Object outline annotations
-------

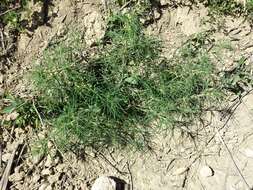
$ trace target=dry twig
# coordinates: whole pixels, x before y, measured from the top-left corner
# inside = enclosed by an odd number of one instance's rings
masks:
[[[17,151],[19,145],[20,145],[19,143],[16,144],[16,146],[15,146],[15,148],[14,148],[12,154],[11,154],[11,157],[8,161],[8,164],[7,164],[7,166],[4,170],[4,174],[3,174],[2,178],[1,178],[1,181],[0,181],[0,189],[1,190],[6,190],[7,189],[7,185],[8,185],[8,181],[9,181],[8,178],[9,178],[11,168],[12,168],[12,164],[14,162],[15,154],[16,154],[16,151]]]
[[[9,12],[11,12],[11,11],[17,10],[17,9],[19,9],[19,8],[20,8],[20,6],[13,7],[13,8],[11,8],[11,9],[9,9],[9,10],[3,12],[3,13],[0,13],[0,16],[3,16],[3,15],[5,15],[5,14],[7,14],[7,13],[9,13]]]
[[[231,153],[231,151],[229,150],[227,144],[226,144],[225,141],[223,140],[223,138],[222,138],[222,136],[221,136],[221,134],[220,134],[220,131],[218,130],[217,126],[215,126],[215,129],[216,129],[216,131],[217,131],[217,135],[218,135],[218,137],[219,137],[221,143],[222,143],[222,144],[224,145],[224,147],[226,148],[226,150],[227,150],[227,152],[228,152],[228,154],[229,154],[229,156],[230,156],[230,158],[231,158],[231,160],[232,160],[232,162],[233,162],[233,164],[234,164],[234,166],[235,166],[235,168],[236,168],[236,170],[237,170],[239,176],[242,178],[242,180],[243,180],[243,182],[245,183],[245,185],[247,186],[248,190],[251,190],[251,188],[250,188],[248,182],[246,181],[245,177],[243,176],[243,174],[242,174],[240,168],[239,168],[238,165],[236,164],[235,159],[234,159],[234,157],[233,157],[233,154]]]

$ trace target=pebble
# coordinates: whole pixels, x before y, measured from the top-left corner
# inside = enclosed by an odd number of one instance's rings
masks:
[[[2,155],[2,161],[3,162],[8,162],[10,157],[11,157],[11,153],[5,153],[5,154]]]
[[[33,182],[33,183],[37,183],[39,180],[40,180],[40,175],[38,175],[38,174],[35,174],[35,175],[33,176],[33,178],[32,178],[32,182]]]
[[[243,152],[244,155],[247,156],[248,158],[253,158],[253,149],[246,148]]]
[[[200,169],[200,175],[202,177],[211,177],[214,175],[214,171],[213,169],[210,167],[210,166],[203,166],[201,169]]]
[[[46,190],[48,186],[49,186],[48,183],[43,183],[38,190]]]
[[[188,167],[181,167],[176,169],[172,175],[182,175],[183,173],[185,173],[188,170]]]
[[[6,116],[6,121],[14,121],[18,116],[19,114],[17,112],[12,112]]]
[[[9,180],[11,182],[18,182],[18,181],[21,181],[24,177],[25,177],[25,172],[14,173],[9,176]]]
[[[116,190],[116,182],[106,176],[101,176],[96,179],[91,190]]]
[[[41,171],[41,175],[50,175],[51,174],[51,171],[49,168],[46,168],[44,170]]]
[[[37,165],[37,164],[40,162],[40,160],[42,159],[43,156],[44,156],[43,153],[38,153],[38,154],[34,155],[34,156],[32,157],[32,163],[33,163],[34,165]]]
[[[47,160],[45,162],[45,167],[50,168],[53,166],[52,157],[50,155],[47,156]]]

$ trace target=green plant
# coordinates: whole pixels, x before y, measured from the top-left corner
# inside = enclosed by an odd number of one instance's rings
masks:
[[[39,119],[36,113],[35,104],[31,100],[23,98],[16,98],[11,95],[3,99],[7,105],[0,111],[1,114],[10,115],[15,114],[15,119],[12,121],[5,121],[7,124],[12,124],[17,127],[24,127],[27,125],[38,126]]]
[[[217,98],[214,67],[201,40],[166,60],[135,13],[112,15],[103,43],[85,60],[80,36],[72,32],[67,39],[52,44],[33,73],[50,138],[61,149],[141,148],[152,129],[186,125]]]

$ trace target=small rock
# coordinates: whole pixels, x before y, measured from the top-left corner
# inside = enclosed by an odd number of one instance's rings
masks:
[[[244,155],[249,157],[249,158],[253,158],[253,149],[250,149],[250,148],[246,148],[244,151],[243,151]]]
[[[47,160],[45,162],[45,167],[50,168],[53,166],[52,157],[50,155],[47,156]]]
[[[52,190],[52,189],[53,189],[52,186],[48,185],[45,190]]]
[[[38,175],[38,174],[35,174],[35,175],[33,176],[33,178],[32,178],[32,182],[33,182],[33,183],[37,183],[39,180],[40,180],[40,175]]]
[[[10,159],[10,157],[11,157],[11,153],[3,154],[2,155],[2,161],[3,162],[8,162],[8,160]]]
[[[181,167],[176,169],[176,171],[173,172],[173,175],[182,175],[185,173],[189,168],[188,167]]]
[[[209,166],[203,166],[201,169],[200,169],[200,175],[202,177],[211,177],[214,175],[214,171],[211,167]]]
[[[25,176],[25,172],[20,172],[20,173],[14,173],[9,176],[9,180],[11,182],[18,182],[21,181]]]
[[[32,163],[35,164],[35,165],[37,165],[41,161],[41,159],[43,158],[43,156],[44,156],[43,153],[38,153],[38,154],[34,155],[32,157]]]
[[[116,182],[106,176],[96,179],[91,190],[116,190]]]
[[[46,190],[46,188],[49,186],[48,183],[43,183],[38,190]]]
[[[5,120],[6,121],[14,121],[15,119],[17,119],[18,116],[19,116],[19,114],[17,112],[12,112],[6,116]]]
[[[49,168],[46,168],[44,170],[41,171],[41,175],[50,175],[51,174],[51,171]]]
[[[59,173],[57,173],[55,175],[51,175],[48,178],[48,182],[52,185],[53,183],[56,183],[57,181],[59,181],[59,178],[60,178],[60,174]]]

-------

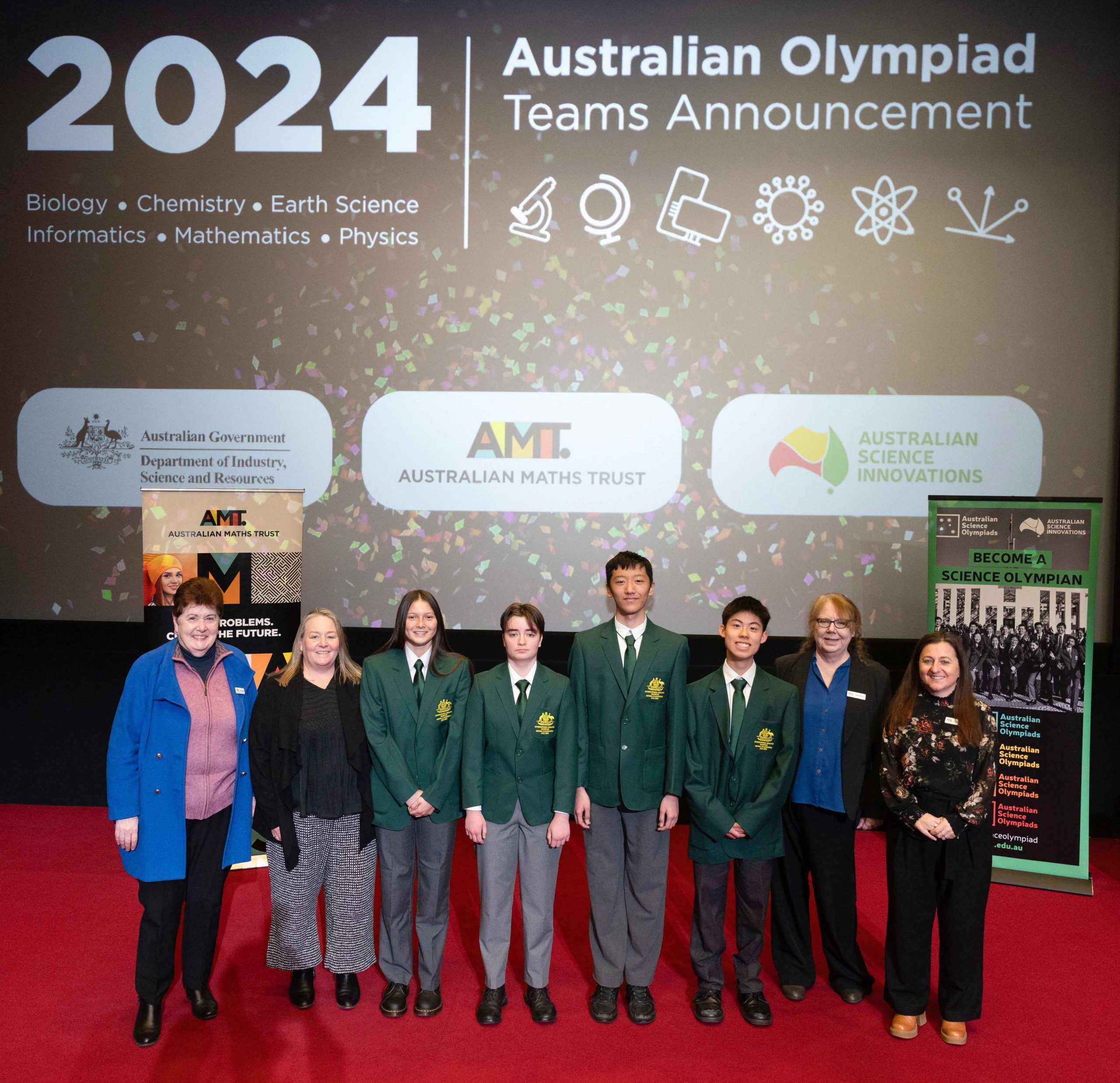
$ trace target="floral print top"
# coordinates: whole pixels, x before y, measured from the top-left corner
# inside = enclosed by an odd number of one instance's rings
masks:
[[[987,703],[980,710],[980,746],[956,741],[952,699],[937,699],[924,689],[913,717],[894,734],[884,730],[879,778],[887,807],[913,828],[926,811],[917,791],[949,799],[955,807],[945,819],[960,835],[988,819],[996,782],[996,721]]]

-------

**Task description:** Find each line in the items that contains the word "target" and copy those lines out.

**Task output:**
$ trace target=dry twig
$ trace target=pebble
$ trace target=green plant
$ trace target=small rock
$ trace target="floral print top"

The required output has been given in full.